(begin)

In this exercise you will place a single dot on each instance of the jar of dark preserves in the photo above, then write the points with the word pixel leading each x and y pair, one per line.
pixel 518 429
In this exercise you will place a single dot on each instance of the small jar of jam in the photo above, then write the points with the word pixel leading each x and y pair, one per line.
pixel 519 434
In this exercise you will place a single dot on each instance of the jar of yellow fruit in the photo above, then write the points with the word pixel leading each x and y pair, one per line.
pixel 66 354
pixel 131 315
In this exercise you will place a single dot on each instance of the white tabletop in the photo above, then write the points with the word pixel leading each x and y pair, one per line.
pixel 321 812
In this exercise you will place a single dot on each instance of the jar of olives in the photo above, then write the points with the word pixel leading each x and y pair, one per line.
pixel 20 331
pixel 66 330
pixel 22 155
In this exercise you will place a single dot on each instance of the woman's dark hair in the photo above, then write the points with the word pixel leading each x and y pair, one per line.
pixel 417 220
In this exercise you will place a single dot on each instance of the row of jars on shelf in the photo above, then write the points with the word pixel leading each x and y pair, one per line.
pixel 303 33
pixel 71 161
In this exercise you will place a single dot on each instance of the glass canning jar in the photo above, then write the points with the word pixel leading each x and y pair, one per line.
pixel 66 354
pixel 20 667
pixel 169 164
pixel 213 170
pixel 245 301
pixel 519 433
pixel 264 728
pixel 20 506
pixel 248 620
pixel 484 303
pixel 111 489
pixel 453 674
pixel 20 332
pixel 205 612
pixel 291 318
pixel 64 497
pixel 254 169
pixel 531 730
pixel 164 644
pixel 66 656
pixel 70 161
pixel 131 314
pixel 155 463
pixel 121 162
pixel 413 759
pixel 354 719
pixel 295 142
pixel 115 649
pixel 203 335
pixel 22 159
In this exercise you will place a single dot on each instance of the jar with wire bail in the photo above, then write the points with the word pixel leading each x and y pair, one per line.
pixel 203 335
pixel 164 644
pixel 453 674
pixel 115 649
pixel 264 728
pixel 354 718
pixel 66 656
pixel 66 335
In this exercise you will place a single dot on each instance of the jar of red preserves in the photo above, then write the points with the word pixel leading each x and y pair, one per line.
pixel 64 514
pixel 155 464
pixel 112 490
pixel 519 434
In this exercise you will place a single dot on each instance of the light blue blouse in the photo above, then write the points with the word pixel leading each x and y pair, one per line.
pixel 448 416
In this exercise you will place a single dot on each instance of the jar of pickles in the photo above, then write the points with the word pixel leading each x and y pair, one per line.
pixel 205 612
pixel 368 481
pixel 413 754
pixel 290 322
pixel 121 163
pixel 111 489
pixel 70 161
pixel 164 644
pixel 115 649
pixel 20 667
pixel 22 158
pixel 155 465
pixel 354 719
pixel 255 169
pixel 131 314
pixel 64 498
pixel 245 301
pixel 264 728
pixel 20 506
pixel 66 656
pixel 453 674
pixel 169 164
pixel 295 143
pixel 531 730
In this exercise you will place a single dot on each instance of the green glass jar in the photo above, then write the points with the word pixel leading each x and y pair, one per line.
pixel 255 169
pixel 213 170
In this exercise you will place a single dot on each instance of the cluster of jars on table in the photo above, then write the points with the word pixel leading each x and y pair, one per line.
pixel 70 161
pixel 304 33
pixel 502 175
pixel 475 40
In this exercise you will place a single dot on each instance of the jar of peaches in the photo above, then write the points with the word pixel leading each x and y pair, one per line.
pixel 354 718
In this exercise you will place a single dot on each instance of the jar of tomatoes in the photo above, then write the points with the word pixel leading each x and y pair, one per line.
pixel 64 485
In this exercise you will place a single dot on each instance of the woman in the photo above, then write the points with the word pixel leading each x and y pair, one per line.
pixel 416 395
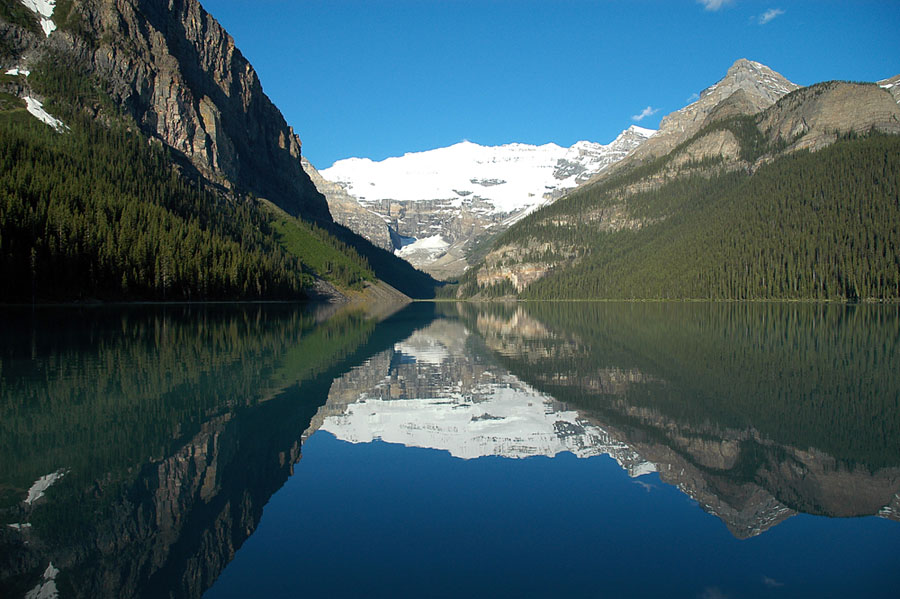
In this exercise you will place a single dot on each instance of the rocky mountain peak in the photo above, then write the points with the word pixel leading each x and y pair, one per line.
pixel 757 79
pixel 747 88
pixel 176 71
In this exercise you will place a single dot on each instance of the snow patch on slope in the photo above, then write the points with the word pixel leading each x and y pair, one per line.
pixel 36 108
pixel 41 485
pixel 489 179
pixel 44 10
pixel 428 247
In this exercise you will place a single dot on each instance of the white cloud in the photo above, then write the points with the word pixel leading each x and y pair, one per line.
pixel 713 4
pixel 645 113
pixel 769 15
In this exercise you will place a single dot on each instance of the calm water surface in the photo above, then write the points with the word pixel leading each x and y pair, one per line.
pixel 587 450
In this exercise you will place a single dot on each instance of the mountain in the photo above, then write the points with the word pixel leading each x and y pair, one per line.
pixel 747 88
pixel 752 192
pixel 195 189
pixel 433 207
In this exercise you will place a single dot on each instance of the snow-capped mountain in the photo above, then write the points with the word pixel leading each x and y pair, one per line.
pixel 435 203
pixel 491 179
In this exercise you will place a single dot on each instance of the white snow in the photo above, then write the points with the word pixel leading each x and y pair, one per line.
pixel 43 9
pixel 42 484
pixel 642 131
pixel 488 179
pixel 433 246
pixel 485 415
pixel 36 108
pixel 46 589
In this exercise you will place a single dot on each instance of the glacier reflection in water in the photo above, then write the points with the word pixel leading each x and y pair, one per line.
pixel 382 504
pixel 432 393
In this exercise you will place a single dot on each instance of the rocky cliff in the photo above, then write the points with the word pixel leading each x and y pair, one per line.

(end)
(begin)

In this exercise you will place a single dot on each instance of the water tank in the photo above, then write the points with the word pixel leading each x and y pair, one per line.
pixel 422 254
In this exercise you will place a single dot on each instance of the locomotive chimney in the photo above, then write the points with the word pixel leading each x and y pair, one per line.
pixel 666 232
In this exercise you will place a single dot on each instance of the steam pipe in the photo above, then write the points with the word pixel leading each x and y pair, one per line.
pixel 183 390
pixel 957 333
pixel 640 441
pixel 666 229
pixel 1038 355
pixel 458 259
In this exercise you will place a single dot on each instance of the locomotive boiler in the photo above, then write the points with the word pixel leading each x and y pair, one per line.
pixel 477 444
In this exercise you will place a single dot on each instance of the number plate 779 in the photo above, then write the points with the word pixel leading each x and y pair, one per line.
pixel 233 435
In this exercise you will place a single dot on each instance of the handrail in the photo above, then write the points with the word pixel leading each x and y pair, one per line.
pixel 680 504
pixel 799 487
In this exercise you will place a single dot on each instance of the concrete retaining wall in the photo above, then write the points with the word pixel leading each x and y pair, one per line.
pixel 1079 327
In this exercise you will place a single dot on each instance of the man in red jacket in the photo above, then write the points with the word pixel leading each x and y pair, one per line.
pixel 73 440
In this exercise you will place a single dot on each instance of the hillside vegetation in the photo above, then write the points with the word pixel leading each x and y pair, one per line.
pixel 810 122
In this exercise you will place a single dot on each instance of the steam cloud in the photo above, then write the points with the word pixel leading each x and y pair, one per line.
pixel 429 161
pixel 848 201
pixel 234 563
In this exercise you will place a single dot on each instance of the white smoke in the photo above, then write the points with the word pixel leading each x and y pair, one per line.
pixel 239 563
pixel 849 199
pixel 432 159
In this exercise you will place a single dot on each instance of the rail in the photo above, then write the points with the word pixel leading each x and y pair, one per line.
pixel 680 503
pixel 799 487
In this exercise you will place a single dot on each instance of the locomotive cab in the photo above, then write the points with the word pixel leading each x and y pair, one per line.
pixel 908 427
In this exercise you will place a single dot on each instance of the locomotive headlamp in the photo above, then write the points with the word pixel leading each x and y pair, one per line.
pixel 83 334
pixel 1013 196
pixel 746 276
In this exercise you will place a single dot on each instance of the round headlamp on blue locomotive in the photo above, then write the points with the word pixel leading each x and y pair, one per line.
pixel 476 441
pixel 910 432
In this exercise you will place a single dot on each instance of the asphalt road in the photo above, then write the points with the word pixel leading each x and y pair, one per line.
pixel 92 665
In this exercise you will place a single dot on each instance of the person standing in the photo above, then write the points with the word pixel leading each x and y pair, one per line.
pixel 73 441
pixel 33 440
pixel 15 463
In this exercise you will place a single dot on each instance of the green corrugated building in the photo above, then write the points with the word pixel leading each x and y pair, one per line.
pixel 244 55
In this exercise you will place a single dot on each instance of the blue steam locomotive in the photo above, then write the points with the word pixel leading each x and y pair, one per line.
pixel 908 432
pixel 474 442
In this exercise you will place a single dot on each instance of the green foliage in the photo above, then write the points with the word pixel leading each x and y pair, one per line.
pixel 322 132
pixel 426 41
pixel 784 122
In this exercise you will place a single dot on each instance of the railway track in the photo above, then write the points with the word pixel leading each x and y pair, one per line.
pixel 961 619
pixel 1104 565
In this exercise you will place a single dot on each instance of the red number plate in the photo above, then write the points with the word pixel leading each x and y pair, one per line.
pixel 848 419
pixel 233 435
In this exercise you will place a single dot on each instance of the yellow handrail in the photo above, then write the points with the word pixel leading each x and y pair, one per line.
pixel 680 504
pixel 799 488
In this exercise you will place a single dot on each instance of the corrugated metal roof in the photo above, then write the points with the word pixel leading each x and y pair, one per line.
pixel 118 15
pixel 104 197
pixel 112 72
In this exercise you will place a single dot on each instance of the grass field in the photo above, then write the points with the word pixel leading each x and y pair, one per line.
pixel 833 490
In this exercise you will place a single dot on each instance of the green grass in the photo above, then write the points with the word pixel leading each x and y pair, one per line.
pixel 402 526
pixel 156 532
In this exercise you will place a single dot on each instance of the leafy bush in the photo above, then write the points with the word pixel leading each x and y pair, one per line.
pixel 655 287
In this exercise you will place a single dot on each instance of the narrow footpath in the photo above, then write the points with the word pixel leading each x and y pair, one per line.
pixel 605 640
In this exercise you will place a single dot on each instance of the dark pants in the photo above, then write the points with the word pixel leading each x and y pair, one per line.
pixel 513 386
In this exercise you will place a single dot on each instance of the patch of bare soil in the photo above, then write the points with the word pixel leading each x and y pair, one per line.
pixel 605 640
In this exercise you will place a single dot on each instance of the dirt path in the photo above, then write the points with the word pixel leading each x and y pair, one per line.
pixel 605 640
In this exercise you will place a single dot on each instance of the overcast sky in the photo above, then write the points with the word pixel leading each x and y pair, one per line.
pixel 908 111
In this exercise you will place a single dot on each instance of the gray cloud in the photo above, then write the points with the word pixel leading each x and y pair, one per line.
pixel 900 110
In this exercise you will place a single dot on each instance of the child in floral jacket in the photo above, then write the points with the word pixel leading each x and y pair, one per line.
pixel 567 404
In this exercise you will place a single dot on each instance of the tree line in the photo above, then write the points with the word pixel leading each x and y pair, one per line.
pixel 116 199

(end)
(begin)

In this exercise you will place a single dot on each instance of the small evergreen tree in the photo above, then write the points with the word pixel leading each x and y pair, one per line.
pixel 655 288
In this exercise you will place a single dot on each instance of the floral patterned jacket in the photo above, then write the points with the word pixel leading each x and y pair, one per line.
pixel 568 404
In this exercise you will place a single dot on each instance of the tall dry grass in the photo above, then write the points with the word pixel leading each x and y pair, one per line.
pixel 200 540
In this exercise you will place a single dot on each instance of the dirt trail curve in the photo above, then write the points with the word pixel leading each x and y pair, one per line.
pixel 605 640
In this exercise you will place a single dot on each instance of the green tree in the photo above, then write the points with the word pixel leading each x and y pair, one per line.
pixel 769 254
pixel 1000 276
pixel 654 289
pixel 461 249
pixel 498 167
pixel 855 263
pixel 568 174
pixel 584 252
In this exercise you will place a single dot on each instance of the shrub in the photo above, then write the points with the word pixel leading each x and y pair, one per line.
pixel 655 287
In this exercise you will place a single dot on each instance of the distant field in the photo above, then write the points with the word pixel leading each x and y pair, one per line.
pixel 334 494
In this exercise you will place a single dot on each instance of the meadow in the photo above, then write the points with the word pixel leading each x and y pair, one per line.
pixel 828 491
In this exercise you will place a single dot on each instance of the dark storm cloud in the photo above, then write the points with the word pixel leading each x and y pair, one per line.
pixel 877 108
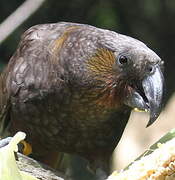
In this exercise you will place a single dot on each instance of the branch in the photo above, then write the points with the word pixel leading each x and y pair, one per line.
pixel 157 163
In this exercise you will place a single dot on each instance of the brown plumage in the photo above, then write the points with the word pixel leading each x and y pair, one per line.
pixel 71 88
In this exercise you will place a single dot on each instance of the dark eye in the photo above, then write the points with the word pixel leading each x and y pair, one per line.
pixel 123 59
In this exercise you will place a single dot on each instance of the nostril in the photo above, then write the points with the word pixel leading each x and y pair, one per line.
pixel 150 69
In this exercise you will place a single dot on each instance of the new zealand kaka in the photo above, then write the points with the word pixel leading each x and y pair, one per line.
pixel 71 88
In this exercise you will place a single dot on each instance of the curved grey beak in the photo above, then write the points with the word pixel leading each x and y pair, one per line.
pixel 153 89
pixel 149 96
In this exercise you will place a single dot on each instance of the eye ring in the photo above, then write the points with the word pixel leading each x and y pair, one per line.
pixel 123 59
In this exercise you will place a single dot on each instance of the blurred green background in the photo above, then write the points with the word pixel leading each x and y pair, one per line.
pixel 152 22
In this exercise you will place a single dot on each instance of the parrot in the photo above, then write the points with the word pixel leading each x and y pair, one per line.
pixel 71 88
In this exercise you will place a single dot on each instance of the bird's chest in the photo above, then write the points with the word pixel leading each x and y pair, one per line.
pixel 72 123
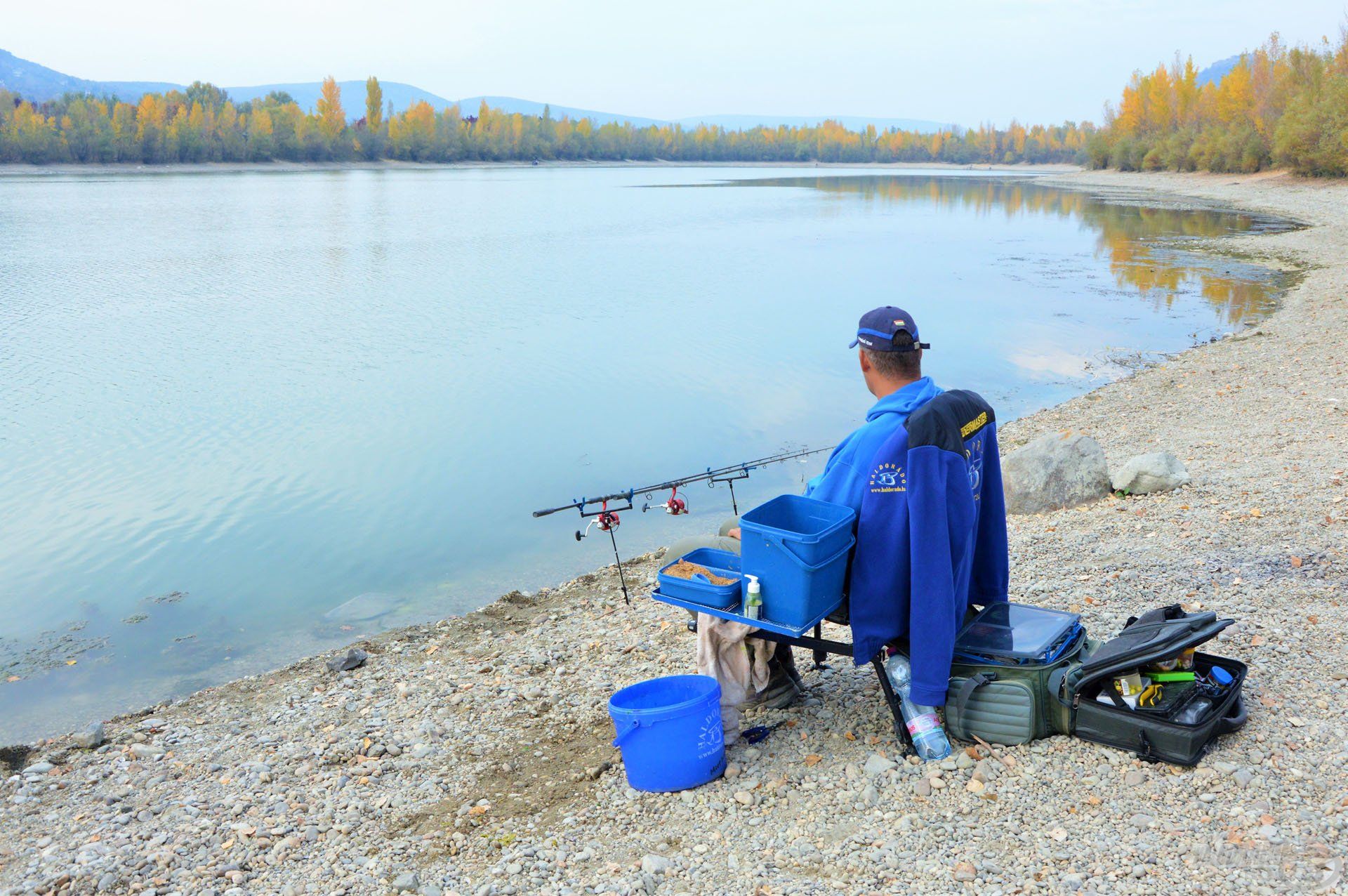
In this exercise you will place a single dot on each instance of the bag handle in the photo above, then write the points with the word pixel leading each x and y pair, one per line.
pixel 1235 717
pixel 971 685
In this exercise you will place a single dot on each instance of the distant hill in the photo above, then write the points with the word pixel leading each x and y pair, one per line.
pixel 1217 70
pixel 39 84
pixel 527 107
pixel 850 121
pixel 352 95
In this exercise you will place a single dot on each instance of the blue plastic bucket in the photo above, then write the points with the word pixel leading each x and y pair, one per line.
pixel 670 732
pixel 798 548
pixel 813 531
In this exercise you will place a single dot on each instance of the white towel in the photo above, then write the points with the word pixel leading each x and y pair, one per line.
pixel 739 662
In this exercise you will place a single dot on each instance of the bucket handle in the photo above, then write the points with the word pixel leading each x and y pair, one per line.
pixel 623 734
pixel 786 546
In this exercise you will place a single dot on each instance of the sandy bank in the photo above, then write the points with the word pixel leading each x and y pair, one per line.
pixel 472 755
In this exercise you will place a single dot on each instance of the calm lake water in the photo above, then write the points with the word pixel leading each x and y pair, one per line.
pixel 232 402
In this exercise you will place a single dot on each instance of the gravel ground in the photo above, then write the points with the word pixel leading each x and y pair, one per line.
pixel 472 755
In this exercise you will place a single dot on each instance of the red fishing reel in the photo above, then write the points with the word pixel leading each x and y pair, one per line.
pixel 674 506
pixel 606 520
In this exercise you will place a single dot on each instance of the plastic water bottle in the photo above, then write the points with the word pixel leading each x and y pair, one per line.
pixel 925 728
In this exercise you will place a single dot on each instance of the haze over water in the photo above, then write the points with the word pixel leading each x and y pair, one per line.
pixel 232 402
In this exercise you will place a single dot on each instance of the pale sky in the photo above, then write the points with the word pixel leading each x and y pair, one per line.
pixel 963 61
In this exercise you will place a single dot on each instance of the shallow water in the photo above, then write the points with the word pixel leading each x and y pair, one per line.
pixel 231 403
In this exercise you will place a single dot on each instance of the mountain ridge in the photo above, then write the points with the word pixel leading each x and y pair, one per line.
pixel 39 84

(end)

Task requirements :: Copy out the records from the line containing "jar of dark" through the line containing "pixel 518 429", both lines included, with no changes.

Output of the exercise ::
In this exercise you will place a single dot on each instance of the jar of dark preserves in the photo above, then write the points with the word pixel leading each x and y pair, one per line.
pixel 518 429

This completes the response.